# PROBLEM STATEMENT
Could you output every line below as a Markdown table with the columns "Row" and "Line", one numbered row per line and no blank lines?

# GIVEN ENTRIES
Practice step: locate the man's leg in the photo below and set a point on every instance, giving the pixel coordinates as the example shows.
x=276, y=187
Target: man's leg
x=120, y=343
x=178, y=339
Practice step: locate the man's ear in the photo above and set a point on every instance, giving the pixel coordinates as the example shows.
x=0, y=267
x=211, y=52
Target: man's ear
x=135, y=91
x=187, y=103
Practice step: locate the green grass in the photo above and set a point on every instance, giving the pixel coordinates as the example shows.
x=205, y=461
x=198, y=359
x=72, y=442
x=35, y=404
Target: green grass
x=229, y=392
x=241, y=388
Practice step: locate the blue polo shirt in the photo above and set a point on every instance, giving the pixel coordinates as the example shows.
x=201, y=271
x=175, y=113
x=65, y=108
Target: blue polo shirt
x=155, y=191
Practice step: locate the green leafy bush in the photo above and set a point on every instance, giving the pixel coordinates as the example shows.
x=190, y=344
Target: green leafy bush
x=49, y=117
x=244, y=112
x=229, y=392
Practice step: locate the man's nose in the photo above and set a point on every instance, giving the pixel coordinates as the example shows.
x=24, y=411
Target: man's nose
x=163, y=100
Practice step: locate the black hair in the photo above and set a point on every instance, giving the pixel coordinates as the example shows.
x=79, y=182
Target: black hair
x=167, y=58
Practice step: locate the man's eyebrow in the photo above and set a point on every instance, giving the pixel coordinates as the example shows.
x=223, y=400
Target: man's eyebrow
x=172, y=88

# RESPONSE TO THE TASK
| Row | Line |
|---|---|
| 1 | Practice step: locate the man's leg in the photo below and set a point on every instance, giving the pixel coordinates as the example shows. |
| 2 | x=276, y=187 |
| 3 | Target: man's leg |
| 4 | x=120, y=343 |
| 5 | x=178, y=339 |
| 6 | Practice step: locate the man's ear in the photo above and set a point on every instance, giving the pixel coordinates as the example shows. |
| 7 | x=0, y=267 |
| 8 | x=211, y=52 |
| 9 | Target: man's ear |
| 10 | x=135, y=91 |
| 11 | x=187, y=103 |
| 12 | Practice step: locate the green grass in the photo above and set a point on every instance, giving the pixel coordinates as the example shows. |
| 13 | x=205, y=461 |
| 14 | x=198, y=359 |
| 15 | x=72, y=442 |
| 16 | x=35, y=404 |
| 17 | Target: green grass |
| 18 | x=229, y=392 |
| 19 | x=241, y=388 |
| 20 | Practice step: locate the blue polo shirt in the photo above and set a point on every instance, giving the pixel coordinates as the example shows. |
| 21 | x=201, y=271 |
| 22 | x=175, y=113 |
| 23 | x=65, y=108 |
| 24 | Target: blue polo shirt |
| 25 | x=155, y=191 |
| 26 | Practice step: locate the green leafy bush in the photo above and set a point on every instance, giving the pixel coordinates as the example shows. |
| 27 | x=190, y=344 |
| 28 | Target: green leafy bush |
| 29 | x=49, y=117 |
| 30 | x=244, y=112 |
| 31 | x=229, y=392 |
| 32 | Practice step: locate the man's nose in the photo above and set a point on every instance, giving the pixel coordinates as the example shows. |
| 33 | x=24, y=411 |
| 34 | Target: man's nose |
| 35 | x=163, y=100 |
| 36 | Practice step: locate the black hair in the photo above and set a point on every instance, giving the pixel coordinates as the example shows. |
| 37 | x=79, y=182 |
| 38 | Target: black hair |
| 39 | x=167, y=58 |
| 40 | Practice step: locate the man's eyebrow in the photo above and set a point on every instance, giving the pixel coordinates as the example shows. |
| 41 | x=223, y=400 |
| 42 | Target: man's eyebrow |
| 43 | x=172, y=88 |